● Selected text
--*--

Set during the declining years of the Tokugawa shogunate, Shadow Hunters details the questionably noble exploits of three ronin who act as "Shadow Hunters". These three ronin are not your normal ornery ruffians who are looking for a drink, a broad, and someone to jab a sword into, but are in fact former samurai who, rather than follow their destroyed fiefs and murdered masters into death via seppuku, have dedicated their combined sword prowess to stopping the government from raping its daimyos for valuable resources.

It turns out that in the Tokugawa era's twilight years, one of the tools that the shogunate would screw their daimyos with would be the ninja - sometimes referred to as 'shadows'. The 'shadows' would manipulate the daimyos by planting incriminating anti-shogunate evidence (therefore they could be taken over under the ruse of being treasonous or mutinous), by stealing valuable documents (asserting a fiefdom's inalienable right of existence), or by the assassination of key political figures and lords. In a sense, the Shadow Hunters act as a kind of firefighter to the Tokugawa shogunate's ninja bad guys; moving from land to land, offering their swords and ridding Japan of the accursed 'shadows' that destroyed their own clans.

When gold is found in a remote domain, the shogunate wants it! In fact, they NEED it since the Tokugawa desperately need any form of wealth to fuel their strict rule over the increasingly fractious Japanese archipelago. Enter the Shadow Hunters whose services are required to ensure the secure arrival to Edo of a writ, by none other than Ieyasu Tokugawa, which declared the inalienable rights of this daimyo's existence in perpetuity. Naturally the existence of this document is antithetical to the current corrupt shogunate's interest in this fiefdom, necessitating the use of ninjas to find and destroy said document. It is up to the three Shadow Hunters to stop the ninjas at any cost - preferably with great slashes to the ninja's backs liberating great geysers of pillar-box red blood from their clothing! Oh, and somewhere in this story there is also a weird subplot with lead Shadow Hunter Jubei's ex-fiancée who has been shadowing him across Japan because she wants the two of them to commit suicide together.

--*--

● Stored data

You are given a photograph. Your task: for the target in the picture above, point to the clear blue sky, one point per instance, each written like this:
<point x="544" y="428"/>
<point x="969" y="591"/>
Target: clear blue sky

--*--

● Task prompt
Carry on the piece about Shadow Hunters, starting right after its last sentence.

● Exercise answer
Outside of Japan, what makes Shadow Hunters and its sequel attractive is not particularly obvious from outside of a genre standpoint: movie star Yujiro Ishihara. The brother of current Tokyo governor and Japanese nationalist, Shintaro Ishihara, Yujiro was a giant of Japanese screen in the 1950s and 60s, who has been described rather curiously as 'a Japanese Elvis.' After several years of mammoth success and tiring of the same old thing it was clear that Ishihara was losing interest in the program pictures of his home studio Nikkatsu. When he handed in his notice in the late 60s to sow his seeds in greener pastures (occurring not long before Nikkatsu moved into the Roman Porno business), he formed his own production company Ishihara Productions, where both episodes of Shadow Hunters were made under the auspices of Masuda, a frequent collaborator from the Nikkatsu days.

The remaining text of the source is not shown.